***** DATA UNDER STUDY *****
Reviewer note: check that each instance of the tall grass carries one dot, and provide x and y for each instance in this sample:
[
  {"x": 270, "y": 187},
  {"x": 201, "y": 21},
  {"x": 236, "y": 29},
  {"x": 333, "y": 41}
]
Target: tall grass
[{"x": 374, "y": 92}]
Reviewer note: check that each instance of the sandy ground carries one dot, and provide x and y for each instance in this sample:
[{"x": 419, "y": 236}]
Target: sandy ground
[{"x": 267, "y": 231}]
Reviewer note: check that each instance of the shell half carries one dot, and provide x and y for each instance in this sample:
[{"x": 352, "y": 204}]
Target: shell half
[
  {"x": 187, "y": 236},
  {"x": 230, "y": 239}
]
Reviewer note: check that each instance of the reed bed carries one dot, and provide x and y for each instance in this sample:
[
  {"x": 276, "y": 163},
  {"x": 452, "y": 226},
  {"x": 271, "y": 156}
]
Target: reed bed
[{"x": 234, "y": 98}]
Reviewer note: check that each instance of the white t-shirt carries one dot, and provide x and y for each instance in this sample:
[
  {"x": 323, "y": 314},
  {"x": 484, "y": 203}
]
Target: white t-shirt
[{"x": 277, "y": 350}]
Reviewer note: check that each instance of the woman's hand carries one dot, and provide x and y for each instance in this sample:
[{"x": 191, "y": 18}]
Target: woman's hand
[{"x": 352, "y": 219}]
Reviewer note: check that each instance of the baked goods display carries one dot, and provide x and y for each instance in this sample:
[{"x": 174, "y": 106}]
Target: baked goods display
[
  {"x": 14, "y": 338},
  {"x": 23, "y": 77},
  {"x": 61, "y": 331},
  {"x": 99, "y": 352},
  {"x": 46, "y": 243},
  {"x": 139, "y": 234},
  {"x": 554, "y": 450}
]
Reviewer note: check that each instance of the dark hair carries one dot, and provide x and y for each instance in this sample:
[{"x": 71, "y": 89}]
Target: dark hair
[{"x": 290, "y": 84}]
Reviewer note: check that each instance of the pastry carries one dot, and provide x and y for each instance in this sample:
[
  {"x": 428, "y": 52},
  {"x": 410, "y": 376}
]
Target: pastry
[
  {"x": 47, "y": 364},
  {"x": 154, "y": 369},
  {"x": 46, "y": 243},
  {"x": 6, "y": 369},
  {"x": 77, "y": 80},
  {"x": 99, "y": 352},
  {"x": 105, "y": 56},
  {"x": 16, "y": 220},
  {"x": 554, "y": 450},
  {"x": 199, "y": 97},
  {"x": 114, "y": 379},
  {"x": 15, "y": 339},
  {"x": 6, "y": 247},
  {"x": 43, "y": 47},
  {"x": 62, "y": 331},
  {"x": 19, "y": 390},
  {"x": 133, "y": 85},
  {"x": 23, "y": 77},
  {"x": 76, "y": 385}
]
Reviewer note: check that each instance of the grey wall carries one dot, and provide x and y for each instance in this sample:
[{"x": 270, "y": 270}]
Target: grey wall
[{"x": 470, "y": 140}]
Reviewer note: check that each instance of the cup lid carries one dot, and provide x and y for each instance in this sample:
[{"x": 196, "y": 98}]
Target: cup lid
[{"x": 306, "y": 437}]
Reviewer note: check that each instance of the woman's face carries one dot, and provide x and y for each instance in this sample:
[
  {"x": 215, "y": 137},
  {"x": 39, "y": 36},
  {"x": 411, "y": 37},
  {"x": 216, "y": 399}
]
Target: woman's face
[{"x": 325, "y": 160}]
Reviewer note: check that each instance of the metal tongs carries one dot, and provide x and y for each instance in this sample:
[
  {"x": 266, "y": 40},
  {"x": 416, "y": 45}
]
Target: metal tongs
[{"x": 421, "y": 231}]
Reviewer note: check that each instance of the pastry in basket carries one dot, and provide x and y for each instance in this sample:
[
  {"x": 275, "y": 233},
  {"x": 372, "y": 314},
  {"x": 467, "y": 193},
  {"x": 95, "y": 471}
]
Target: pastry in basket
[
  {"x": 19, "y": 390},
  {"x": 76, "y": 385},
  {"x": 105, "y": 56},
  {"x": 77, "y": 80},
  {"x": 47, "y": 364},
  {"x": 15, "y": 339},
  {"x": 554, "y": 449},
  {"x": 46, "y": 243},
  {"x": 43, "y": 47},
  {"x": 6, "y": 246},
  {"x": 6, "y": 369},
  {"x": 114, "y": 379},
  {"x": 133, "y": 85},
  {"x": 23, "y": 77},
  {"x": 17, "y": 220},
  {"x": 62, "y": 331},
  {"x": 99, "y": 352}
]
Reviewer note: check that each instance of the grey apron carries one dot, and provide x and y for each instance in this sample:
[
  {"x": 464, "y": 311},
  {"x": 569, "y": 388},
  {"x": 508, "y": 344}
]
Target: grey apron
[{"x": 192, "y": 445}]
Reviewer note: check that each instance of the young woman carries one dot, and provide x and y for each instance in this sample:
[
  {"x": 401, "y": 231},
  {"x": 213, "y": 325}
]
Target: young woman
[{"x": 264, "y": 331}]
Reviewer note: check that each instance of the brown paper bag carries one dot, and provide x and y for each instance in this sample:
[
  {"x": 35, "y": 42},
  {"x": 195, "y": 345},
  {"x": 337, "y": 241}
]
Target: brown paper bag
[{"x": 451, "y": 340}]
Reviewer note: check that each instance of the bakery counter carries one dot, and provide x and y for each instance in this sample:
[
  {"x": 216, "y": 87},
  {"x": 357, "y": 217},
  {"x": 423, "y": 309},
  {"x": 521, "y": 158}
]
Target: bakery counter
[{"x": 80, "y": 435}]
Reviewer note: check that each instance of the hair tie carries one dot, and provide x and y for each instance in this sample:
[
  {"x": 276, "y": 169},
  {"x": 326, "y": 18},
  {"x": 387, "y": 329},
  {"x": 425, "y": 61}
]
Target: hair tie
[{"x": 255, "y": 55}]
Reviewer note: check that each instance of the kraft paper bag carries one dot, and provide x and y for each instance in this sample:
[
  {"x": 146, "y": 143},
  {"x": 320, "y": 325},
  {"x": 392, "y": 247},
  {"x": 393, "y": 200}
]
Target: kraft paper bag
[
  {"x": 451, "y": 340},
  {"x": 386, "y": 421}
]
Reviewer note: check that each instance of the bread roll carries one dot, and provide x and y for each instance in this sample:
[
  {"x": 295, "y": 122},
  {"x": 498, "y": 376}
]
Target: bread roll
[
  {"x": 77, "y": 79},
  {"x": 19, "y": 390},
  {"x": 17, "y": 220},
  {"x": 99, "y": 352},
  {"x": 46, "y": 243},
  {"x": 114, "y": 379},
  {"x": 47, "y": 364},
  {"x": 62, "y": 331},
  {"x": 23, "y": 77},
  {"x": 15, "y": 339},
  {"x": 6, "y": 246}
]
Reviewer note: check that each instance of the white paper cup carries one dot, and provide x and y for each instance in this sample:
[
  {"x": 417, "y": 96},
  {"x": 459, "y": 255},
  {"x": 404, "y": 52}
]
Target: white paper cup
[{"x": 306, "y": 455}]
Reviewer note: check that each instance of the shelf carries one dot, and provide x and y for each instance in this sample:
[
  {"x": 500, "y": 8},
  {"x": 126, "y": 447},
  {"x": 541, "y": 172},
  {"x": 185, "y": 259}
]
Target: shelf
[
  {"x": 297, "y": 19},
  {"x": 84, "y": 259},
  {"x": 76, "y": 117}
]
*****
PROBLEM STATEMENT:
Retype each record above so that every word stays exactly the same.

SOLVED EXERCISE:
Reviewer note: check that each instance of the tall grass carries one dot, and provide x and y for each instance in this sample:
[
  {"x": 270, "y": 187},
  {"x": 201, "y": 21},
  {"x": 236, "y": 29},
  {"x": 333, "y": 41}
]
Target: tall grass
[{"x": 374, "y": 92}]
Reviewer note: check that each instance of the sandy ground carries one dot, and provide x and y for each instance in this sample:
[{"x": 419, "y": 236}]
Target: sandy ground
[{"x": 267, "y": 231}]
Reviewer note: check that each instance of the shell half carries one dot, and provide x and y for each instance in this sample:
[{"x": 352, "y": 204}]
Target: shell half
[
  {"x": 187, "y": 236},
  {"x": 230, "y": 239}
]
Reviewer note: check that each instance of the reed bed carries one dot, and provide x and y for each instance in this sample:
[
  {"x": 276, "y": 163},
  {"x": 452, "y": 226},
  {"x": 271, "y": 156}
]
Target: reed bed
[{"x": 234, "y": 98}]
Reviewer note: check that each instance of the white t-shirt carries one dot, and provide x and y for each instance in this sample:
[
  {"x": 323, "y": 314},
  {"x": 484, "y": 203}
]
Target: white t-shirt
[{"x": 277, "y": 350}]
Reviewer note: check that each instance of the woman's hand carries one dot, and provide x and y for each instance in this sample:
[{"x": 191, "y": 18}]
Target: woman's hand
[{"x": 352, "y": 219}]
Reviewer note: check that each instance of the baked goods display carries one dot, and provide x and y for each instance in this sample:
[{"x": 174, "y": 106}]
Target: baked goods display
[
  {"x": 14, "y": 338},
  {"x": 23, "y": 77},
  {"x": 61, "y": 331},
  {"x": 99, "y": 352},
  {"x": 46, "y": 243},
  {"x": 139, "y": 234},
  {"x": 554, "y": 450}
]
Reviewer note: check that each instance of the dark hair carries one dot, and provide x and y for each instance in this sample:
[{"x": 71, "y": 89}]
Target: dark hair
[{"x": 290, "y": 84}]
Reviewer note: check that each instance of the pastry carries one dot, and provide x and y for each instance in this sample:
[
  {"x": 428, "y": 52},
  {"x": 410, "y": 376}
]
Target: pastry
[
  {"x": 47, "y": 364},
  {"x": 154, "y": 369},
  {"x": 46, "y": 243},
  {"x": 6, "y": 369},
  {"x": 77, "y": 80},
  {"x": 99, "y": 352},
  {"x": 105, "y": 56},
  {"x": 16, "y": 220},
  {"x": 554, "y": 450},
  {"x": 199, "y": 97},
  {"x": 114, "y": 379},
  {"x": 15, "y": 339},
  {"x": 6, "y": 247},
  {"x": 43, "y": 47},
  {"x": 62, "y": 331},
  {"x": 19, "y": 390},
  {"x": 133, "y": 85},
  {"x": 23, "y": 77},
  {"x": 76, "y": 385}
]
Reviewer note: check that each instance of the grey wall carries one dot, and provide x and y for each instance in this sample:
[{"x": 270, "y": 270}]
Target: grey wall
[{"x": 470, "y": 140}]
Reviewer note: check that each instance of the cup lid carries one dot, and provide x and y for each instance in this sample:
[{"x": 196, "y": 98}]
Target: cup lid
[{"x": 306, "y": 437}]
Reviewer note: check that each instance of the woman's face carries one dot, and provide x and y for each instance in this sample:
[
  {"x": 215, "y": 137},
  {"x": 39, "y": 36},
  {"x": 411, "y": 37},
  {"x": 216, "y": 399}
]
Target: woman's face
[{"x": 325, "y": 160}]
Reviewer note: check that each instance of the metal tongs carries one dot, and provide x and y for each instance in this sample:
[
  {"x": 266, "y": 40},
  {"x": 416, "y": 45}
]
Target: metal tongs
[{"x": 421, "y": 231}]
Reviewer note: check that each instance of the pastry in basket carries one dot, and provide x and y for each instance in this sample:
[
  {"x": 275, "y": 233},
  {"x": 372, "y": 314},
  {"x": 467, "y": 193},
  {"x": 95, "y": 471}
]
Target: pastry in basket
[
  {"x": 19, "y": 390},
  {"x": 76, "y": 385},
  {"x": 105, "y": 56},
  {"x": 77, "y": 80},
  {"x": 47, "y": 364},
  {"x": 15, "y": 339},
  {"x": 554, "y": 449},
  {"x": 46, "y": 243},
  {"x": 43, "y": 47},
  {"x": 6, "y": 246},
  {"x": 6, "y": 369},
  {"x": 114, "y": 379},
  {"x": 133, "y": 85},
  {"x": 23, "y": 77},
  {"x": 17, "y": 220},
  {"x": 62, "y": 331},
  {"x": 99, "y": 352}
]
Reviewer note: check that each instance of the grey apron carries one dot, and provide x and y for each instance in this sample:
[
  {"x": 464, "y": 311},
  {"x": 569, "y": 388},
  {"x": 508, "y": 344}
]
Target: grey apron
[{"x": 192, "y": 445}]
Reviewer note: check that each instance of the young woman carries one dot, and provide x and y for each instance in this sample:
[
  {"x": 401, "y": 231},
  {"x": 213, "y": 325}
]
Target: young woman
[{"x": 264, "y": 331}]
Reviewer note: check that each instance of the brown paper bag carries one dot, and provide x and y for each instance in this sample:
[
  {"x": 35, "y": 42},
  {"x": 195, "y": 345},
  {"x": 337, "y": 241}
]
Target: brown paper bag
[{"x": 451, "y": 340}]
Reviewer note: check that each instance of the bakery counter carries one dot, and provide x and y for each instance in this sample:
[
  {"x": 216, "y": 87},
  {"x": 357, "y": 217},
  {"x": 423, "y": 309},
  {"x": 521, "y": 158}
]
Target: bakery counter
[{"x": 80, "y": 435}]
Reviewer note: check that each instance of the hair tie carries one dot, and provide x and y for each instance in this sample:
[
  {"x": 276, "y": 169},
  {"x": 326, "y": 18},
  {"x": 387, "y": 329},
  {"x": 425, "y": 61}
]
Target: hair tie
[{"x": 255, "y": 55}]
Reviewer note: check that each instance of the kraft paper bag carries one dot, and provide x and y for each instance in this sample:
[
  {"x": 146, "y": 143},
  {"x": 320, "y": 325},
  {"x": 392, "y": 247},
  {"x": 393, "y": 200}
]
Target: kraft paper bag
[
  {"x": 451, "y": 340},
  {"x": 386, "y": 421}
]
Reviewer note: check that each instance of the bread roll carries one dot, and provide x and y for each instance in this sample:
[
  {"x": 295, "y": 122},
  {"x": 498, "y": 376}
]
Target: bread roll
[
  {"x": 77, "y": 79},
  {"x": 19, "y": 390},
  {"x": 17, "y": 220},
  {"x": 99, "y": 352},
  {"x": 46, "y": 243},
  {"x": 114, "y": 379},
  {"x": 47, "y": 364},
  {"x": 62, "y": 331},
  {"x": 23, "y": 77},
  {"x": 15, "y": 339},
  {"x": 6, "y": 246}
]
Reviewer note: check that each instance of the white paper cup carries one dot, and provide x and y for each instance in this sample:
[
  {"x": 417, "y": 96},
  {"x": 459, "y": 255},
  {"x": 404, "y": 52}
]
Target: white paper cup
[{"x": 306, "y": 455}]
Reviewer note: check that each instance of the shelf carries one dot, and provide x and y for each instance in this sample:
[
  {"x": 500, "y": 8},
  {"x": 126, "y": 447},
  {"x": 541, "y": 172},
  {"x": 185, "y": 259}
]
Target: shelf
[
  {"x": 297, "y": 19},
  {"x": 84, "y": 259},
  {"x": 76, "y": 117}
]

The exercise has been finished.